• **WHAT IS BEING ASKED**
Copy exactly the lines from the one containing "TARGET = knife handle" through the last line of the records, both included, and nothing more.

--------------------------------

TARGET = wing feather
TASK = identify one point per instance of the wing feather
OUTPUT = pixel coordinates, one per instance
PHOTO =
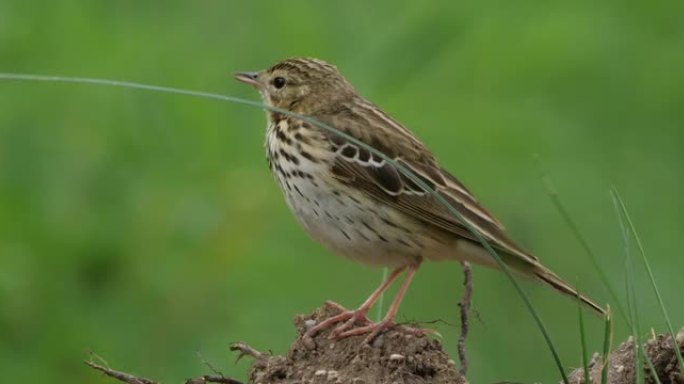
(378, 178)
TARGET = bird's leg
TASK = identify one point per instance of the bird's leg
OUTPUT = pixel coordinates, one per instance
(359, 315)
(377, 328)
(465, 307)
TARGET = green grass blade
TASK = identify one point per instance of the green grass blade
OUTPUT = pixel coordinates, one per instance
(631, 297)
(583, 339)
(400, 168)
(565, 214)
(607, 342)
(625, 213)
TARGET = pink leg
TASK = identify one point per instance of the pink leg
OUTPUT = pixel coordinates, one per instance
(359, 315)
(388, 321)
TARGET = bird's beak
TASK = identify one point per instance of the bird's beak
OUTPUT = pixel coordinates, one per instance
(249, 78)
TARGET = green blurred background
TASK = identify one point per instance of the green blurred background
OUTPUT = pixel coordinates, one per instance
(146, 227)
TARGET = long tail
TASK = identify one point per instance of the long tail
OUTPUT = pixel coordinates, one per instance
(560, 285)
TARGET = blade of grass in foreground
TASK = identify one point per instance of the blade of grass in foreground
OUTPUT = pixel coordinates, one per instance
(631, 299)
(400, 168)
(607, 342)
(625, 214)
(565, 214)
(583, 338)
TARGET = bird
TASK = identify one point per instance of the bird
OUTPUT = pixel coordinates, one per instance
(361, 206)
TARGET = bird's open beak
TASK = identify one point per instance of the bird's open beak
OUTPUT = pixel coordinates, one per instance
(249, 78)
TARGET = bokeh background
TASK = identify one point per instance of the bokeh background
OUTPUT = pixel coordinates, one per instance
(145, 226)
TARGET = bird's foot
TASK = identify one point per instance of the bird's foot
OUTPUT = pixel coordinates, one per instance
(375, 329)
(350, 318)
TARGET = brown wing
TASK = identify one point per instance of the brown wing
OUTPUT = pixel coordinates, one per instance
(368, 172)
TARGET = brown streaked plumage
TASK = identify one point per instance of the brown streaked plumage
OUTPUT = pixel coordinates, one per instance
(360, 206)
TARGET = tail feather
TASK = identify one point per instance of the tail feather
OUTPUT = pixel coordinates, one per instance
(558, 284)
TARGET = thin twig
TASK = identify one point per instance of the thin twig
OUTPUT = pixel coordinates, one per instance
(132, 379)
(212, 379)
(245, 350)
(465, 308)
(121, 376)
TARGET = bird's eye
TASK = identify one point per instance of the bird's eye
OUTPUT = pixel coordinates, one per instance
(279, 82)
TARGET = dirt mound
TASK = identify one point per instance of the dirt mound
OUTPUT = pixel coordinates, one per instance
(395, 357)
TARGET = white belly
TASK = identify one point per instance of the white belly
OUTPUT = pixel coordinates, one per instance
(334, 215)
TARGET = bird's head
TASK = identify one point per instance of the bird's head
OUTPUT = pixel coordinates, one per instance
(301, 85)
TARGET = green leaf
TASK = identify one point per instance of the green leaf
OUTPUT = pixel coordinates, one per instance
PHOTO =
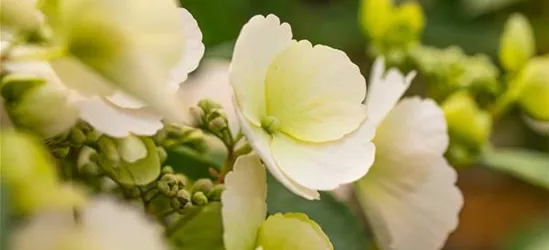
(200, 228)
(140, 172)
(335, 218)
(529, 166)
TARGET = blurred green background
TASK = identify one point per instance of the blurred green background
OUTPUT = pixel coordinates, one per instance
(500, 212)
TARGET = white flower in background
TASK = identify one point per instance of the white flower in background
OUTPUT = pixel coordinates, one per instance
(104, 224)
(409, 195)
(117, 113)
(300, 107)
(211, 81)
(244, 210)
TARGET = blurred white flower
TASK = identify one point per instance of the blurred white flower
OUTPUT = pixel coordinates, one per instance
(409, 195)
(244, 210)
(300, 107)
(117, 113)
(104, 224)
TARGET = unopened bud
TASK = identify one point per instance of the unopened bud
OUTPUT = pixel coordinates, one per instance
(38, 106)
(132, 149)
(199, 199)
(168, 185)
(108, 147)
(466, 120)
(215, 193)
(180, 200)
(202, 185)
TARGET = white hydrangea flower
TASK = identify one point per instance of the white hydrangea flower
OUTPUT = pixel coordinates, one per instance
(300, 106)
(117, 113)
(104, 224)
(244, 210)
(409, 195)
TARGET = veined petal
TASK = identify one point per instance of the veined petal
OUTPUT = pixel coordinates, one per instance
(385, 90)
(421, 219)
(315, 92)
(244, 207)
(193, 52)
(259, 42)
(118, 122)
(260, 142)
(409, 195)
(325, 166)
(292, 231)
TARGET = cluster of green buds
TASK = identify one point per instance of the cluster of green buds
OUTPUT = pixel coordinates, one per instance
(212, 118)
(184, 194)
(450, 70)
(393, 29)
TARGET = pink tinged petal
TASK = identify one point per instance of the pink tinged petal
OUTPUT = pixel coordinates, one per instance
(260, 142)
(385, 90)
(244, 208)
(315, 92)
(193, 52)
(326, 166)
(259, 42)
(118, 122)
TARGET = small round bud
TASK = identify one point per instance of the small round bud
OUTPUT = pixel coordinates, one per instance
(215, 193)
(167, 170)
(202, 185)
(162, 154)
(77, 137)
(199, 199)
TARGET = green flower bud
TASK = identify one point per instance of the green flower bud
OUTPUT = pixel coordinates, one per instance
(132, 149)
(517, 43)
(108, 148)
(181, 200)
(207, 105)
(167, 170)
(215, 193)
(466, 121)
(38, 106)
(534, 94)
(202, 185)
(199, 199)
(77, 137)
(169, 185)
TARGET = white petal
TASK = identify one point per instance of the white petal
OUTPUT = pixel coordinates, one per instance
(118, 122)
(260, 142)
(315, 92)
(325, 166)
(211, 81)
(385, 90)
(541, 127)
(244, 208)
(259, 42)
(116, 226)
(409, 195)
(193, 52)
(422, 219)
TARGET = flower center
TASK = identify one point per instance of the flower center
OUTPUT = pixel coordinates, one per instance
(270, 124)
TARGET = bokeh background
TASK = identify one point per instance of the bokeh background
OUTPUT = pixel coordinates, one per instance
(500, 211)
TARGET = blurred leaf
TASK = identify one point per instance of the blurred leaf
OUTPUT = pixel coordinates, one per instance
(529, 166)
(335, 218)
(201, 229)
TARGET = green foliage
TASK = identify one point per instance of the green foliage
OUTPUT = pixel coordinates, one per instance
(530, 166)
(199, 229)
(335, 218)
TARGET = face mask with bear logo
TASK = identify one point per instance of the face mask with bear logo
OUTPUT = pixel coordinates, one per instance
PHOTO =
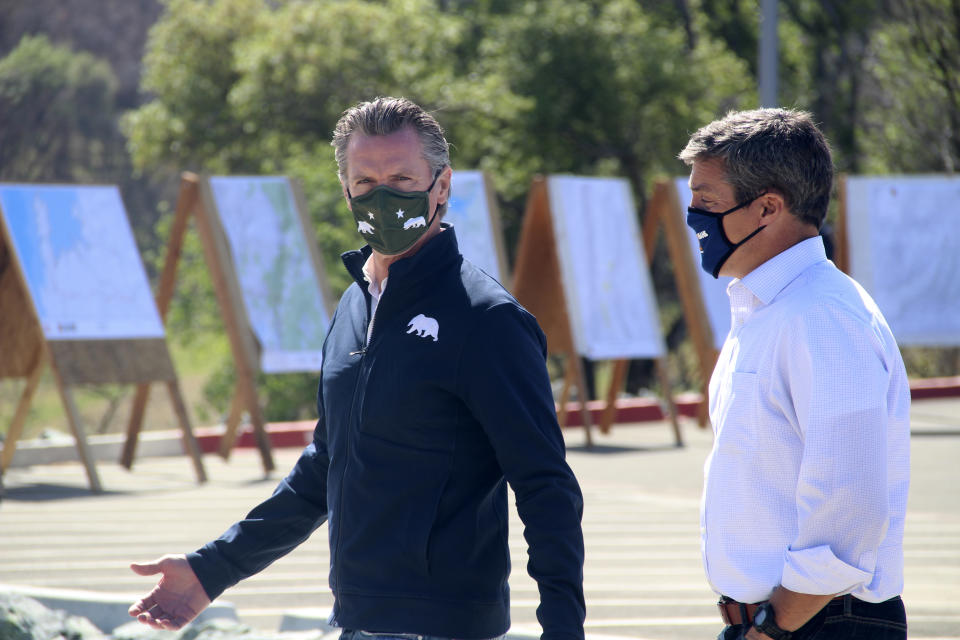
(390, 220)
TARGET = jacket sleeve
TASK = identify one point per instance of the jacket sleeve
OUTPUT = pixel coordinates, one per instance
(273, 528)
(507, 388)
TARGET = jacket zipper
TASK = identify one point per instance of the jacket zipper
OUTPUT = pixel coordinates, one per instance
(353, 403)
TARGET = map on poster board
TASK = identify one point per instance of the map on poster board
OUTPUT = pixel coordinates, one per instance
(80, 262)
(469, 212)
(714, 290)
(279, 285)
(610, 300)
(905, 251)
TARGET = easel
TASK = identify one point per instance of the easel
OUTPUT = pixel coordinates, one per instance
(841, 246)
(196, 199)
(495, 264)
(538, 285)
(26, 349)
(664, 210)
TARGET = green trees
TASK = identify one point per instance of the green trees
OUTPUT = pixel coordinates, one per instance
(596, 87)
(58, 115)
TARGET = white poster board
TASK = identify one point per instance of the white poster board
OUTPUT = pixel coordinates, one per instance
(469, 212)
(610, 300)
(279, 285)
(80, 261)
(714, 290)
(905, 250)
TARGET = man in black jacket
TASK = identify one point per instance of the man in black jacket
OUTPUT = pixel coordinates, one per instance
(433, 395)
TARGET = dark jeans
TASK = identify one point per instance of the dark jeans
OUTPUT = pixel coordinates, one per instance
(847, 619)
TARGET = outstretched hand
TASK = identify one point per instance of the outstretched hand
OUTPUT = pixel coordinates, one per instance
(178, 597)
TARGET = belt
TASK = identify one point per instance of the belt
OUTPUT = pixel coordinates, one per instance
(734, 612)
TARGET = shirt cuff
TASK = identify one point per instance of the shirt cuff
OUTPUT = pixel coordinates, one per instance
(818, 571)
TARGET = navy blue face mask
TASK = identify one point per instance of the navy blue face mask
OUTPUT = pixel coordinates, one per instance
(715, 246)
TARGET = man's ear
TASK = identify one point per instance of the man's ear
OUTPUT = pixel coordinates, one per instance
(443, 182)
(346, 196)
(772, 203)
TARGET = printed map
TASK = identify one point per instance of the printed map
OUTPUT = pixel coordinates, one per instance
(610, 299)
(80, 262)
(714, 290)
(279, 285)
(905, 251)
(468, 211)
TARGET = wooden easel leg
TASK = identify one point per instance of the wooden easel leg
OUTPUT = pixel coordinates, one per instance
(248, 393)
(140, 397)
(616, 383)
(20, 417)
(229, 437)
(73, 418)
(581, 380)
(189, 440)
(667, 393)
(703, 409)
(564, 395)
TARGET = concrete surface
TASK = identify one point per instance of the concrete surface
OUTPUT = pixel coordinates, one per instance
(643, 574)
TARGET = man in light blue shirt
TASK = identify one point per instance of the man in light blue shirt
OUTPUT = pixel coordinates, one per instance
(805, 490)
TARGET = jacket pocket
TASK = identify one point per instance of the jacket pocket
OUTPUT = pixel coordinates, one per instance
(389, 514)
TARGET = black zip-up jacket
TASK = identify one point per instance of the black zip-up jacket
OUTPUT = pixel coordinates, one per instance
(418, 434)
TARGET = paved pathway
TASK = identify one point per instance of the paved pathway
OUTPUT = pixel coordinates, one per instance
(643, 576)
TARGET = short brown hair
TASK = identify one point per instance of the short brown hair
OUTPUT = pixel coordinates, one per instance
(764, 149)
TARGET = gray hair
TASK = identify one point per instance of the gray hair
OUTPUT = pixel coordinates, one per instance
(383, 116)
(779, 149)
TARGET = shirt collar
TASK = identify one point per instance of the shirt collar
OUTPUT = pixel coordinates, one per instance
(771, 277)
(372, 288)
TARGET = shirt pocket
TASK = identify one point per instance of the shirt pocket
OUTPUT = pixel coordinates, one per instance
(739, 409)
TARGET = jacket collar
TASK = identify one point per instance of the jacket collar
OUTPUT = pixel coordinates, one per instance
(439, 252)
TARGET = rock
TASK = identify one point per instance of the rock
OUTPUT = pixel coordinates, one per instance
(23, 618)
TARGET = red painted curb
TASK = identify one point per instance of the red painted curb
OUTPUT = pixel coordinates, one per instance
(927, 388)
(629, 410)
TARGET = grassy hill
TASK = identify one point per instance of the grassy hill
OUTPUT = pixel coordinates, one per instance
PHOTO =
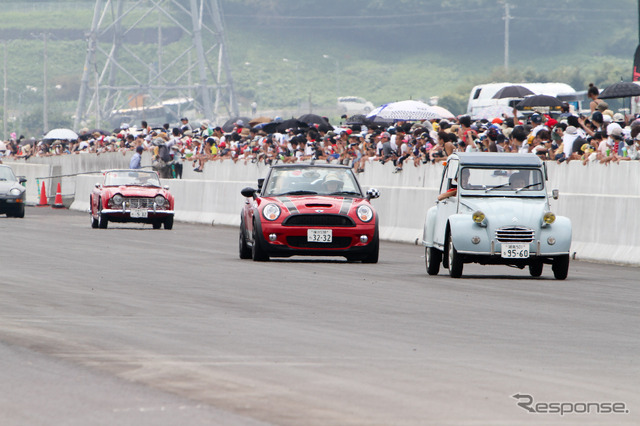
(379, 74)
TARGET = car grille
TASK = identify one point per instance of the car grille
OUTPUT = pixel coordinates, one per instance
(515, 234)
(301, 242)
(138, 203)
(318, 220)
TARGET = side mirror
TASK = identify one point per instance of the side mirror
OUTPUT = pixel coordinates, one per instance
(372, 193)
(248, 192)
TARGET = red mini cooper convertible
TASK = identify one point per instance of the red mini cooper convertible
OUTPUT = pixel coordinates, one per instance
(311, 210)
(131, 196)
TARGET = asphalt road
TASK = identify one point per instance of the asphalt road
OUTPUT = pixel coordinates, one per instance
(132, 326)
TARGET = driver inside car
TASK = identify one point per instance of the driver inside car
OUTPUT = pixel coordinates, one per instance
(517, 181)
(332, 184)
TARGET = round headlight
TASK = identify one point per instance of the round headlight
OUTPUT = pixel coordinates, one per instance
(364, 213)
(478, 216)
(271, 212)
(549, 218)
(117, 199)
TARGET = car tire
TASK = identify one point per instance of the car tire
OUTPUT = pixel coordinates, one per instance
(243, 248)
(374, 251)
(454, 261)
(258, 254)
(168, 223)
(535, 268)
(103, 222)
(560, 267)
(433, 258)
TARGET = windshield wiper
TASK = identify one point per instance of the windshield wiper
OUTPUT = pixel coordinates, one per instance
(346, 193)
(300, 192)
(496, 187)
(527, 186)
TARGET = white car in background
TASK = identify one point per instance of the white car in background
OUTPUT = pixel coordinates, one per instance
(354, 105)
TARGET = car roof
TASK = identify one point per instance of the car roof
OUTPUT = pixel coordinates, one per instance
(129, 170)
(309, 165)
(497, 159)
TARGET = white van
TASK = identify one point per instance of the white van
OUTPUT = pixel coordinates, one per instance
(480, 98)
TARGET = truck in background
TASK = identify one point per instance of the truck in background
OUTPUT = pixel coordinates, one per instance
(481, 97)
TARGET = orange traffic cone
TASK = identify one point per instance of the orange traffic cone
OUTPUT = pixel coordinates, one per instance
(43, 197)
(57, 203)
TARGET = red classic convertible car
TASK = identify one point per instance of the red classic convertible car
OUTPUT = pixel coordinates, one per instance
(307, 209)
(131, 196)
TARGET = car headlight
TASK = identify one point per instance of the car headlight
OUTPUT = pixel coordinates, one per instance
(364, 213)
(271, 212)
(478, 216)
(549, 218)
(117, 199)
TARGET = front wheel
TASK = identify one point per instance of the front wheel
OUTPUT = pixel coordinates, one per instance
(455, 261)
(433, 258)
(257, 252)
(560, 267)
(103, 222)
(243, 249)
(372, 256)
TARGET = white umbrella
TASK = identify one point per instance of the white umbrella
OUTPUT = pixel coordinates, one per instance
(61, 134)
(404, 110)
(444, 113)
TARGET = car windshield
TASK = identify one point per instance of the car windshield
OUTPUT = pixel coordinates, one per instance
(129, 178)
(6, 174)
(311, 181)
(514, 180)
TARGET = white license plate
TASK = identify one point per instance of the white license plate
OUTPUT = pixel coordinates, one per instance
(515, 251)
(139, 213)
(319, 235)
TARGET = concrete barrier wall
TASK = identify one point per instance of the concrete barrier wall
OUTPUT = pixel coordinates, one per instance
(32, 172)
(601, 201)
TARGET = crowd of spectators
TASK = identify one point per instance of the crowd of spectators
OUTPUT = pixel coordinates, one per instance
(601, 136)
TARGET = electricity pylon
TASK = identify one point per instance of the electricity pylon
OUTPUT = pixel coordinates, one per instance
(124, 78)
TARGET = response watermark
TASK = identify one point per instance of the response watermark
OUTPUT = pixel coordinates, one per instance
(526, 402)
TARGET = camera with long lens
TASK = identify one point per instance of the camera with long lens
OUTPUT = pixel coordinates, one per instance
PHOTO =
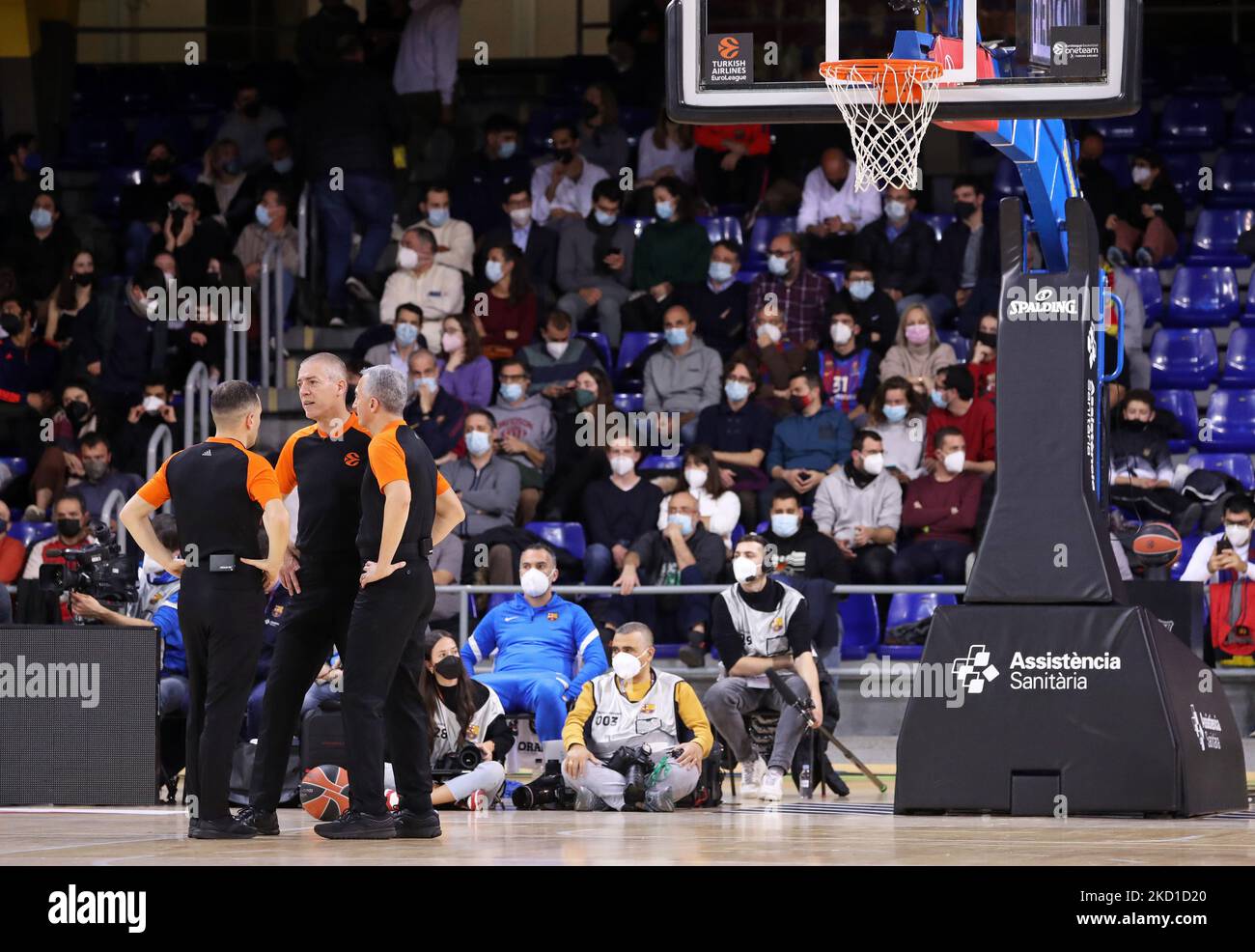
(99, 571)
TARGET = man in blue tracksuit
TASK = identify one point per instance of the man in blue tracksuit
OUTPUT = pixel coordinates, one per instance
(540, 639)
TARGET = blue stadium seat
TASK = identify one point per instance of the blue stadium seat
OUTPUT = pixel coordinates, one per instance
(30, 533)
(1239, 371)
(860, 626)
(1184, 358)
(1234, 182)
(600, 345)
(766, 228)
(1203, 295)
(1233, 421)
(722, 228)
(1153, 292)
(1191, 122)
(561, 535)
(906, 608)
(1237, 464)
(1184, 407)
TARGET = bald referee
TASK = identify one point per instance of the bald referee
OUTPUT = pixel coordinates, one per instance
(405, 509)
(221, 491)
(326, 460)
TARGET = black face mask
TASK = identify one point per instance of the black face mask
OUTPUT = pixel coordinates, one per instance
(450, 667)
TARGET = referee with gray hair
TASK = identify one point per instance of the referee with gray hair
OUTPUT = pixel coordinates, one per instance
(221, 491)
(406, 508)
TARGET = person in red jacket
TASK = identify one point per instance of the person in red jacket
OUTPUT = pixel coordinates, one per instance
(941, 509)
(731, 162)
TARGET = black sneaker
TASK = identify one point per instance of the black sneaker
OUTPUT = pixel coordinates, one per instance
(265, 822)
(418, 826)
(356, 826)
(227, 827)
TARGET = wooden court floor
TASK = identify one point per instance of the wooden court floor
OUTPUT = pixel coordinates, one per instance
(860, 829)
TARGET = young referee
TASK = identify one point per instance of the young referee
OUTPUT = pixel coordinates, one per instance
(405, 509)
(326, 462)
(220, 491)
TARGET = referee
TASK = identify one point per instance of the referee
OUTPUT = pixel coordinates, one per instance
(405, 509)
(326, 462)
(220, 490)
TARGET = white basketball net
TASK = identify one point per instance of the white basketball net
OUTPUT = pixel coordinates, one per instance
(887, 127)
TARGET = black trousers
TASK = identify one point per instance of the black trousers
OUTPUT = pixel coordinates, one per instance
(222, 623)
(314, 621)
(380, 688)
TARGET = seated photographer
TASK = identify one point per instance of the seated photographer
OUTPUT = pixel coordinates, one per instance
(758, 625)
(539, 638)
(636, 736)
(465, 720)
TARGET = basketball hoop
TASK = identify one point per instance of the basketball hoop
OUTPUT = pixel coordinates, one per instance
(887, 129)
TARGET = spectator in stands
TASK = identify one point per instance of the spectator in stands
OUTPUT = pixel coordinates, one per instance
(849, 372)
(718, 301)
(1147, 216)
(916, 353)
(271, 229)
(799, 293)
(507, 312)
(437, 416)
(871, 308)
(682, 554)
(899, 249)
(595, 263)
(465, 373)
(618, 510)
(564, 187)
(602, 140)
(966, 269)
(1141, 466)
(955, 405)
(898, 413)
(490, 178)
(42, 251)
(682, 378)
(807, 445)
(559, 358)
(731, 162)
(776, 355)
(405, 341)
(71, 518)
(350, 121)
(941, 508)
(247, 126)
(488, 489)
(538, 242)
(832, 211)
(718, 506)
(860, 505)
(79, 321)
(455, 240)
(525, 433)
(739, 430)
(418, 279)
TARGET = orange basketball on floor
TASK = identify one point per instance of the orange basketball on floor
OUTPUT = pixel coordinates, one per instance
(325, 792)
(1157, 544)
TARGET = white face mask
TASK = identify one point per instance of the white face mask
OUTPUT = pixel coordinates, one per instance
(534, 583)
(954, 462)
(744, 569)
(627, 666)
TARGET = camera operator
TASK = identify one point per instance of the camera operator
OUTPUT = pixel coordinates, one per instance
(760, 625)
(70, 515)
(465, 721)
(636, 736)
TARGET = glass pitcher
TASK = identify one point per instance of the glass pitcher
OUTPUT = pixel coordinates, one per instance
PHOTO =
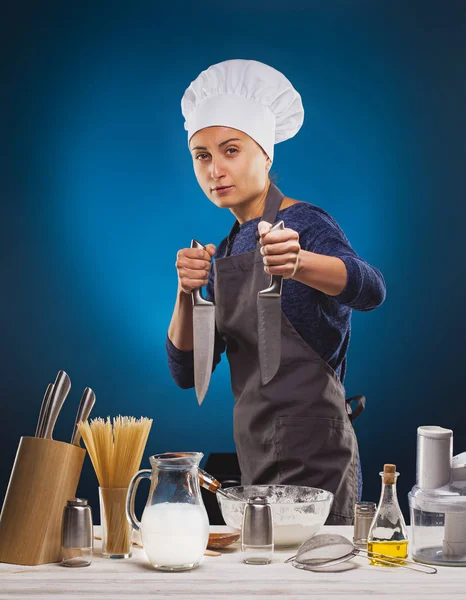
(174, 525)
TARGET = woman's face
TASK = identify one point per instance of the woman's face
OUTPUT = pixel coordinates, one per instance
(231, 168)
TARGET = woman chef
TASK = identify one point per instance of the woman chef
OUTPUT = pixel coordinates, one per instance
(295, 429)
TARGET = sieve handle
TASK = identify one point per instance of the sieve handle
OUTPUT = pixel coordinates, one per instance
(133, 486)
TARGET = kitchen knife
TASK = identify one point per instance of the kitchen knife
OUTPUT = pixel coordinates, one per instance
(203, 338)
(61, 388)
(43, 410)
(269, 317)
(84, 410)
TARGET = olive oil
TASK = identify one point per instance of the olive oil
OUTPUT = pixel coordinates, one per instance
(388, 535)
(395, 549)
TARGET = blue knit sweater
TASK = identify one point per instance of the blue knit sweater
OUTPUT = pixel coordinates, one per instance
(324, 322)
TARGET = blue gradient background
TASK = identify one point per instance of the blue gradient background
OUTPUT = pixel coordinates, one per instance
(98, 194)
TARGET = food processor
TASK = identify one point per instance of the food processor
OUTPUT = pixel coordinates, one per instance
(437, 503)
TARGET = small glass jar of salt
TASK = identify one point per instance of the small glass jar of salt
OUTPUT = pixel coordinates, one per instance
(257, 532)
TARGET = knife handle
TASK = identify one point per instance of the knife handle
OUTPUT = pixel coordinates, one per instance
(198, 300)
(43, 411)
(84, 410)
(61, 388)
(276, 281)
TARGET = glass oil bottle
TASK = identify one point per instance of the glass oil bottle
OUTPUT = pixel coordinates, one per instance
(388, 536)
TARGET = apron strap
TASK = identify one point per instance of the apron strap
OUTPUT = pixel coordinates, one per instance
(361, 404)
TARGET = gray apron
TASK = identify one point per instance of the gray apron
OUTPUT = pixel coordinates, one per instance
(296, 429)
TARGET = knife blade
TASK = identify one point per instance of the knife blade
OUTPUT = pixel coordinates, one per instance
(43, 411)
(61, 388)
(203, 338)
(269, 309)
(84, 410)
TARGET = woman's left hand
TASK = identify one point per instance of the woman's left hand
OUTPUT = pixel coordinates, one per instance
(280, 250)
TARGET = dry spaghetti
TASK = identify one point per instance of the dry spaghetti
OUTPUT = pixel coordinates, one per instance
(116, 452)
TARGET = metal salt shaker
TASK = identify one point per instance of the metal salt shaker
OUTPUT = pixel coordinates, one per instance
(77, 534)
(257, 532)
(364, 513)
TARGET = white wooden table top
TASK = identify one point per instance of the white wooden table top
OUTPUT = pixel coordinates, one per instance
(227, 576)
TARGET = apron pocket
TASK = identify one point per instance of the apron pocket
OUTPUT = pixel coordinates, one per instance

--------------------------------

• **RESULT**
TARGET = knife handle
TASK = identify one point per instance of the knife handle
OUTPUT = pixel coordinates, one per instance
(198, 300)
(43, 411)
(84, 410)
(61, 388)
(276, 281)
TARGET = glass oil bottle
TASK = identify one point per instance of the glass oil bottle
OUTPUT = pixel coordinates, one per instance
(388, 536)
TARGET = apron strap
TASK = identify one point per instance of the apron strap
OUTPUT = pixel coordinates, one per instance
(361, 404)
TARGET = gray apron
TASK = identify one point per instance of the gray apron
OUTPUT = pixel coordinates, one per instance
(296, 429)
TARGET = knife blade
TASK = identify one point per instance of the knife blade
OUTPUT = pixel coordinates, one per instance
(43, 411)
(61, 388)
(203, 338)
(269, 309)
(84, 410)
TARGET = woman's left hand
TASK = identify one point per instance of the woman's left hand
OUTPUT = pixel coordinates, one per instance
(280, 250)
TARGET = dry spaghetti
TASK = identify one point per instance of the dry spaghetti
OUTPUT = pixel coordinates, one per instance
(116, 452)
TARGET = metal salt shaker
TASK = identify one point per instance of the metal salt shaker
OUTPUT = pixel coordinates, one per instance
(77, 534)
(257, 532)
(364, 513)
TARGET = white wooden table top
TASK = identify one point per instance of the white wooden table top
OUTPUT = pixel coordinates, one per instance
(227, 576)
TARGET = apron pocket
TASK = identify one point per instance of the apron pocket
OUTPUT = pixel coordinates, one per instance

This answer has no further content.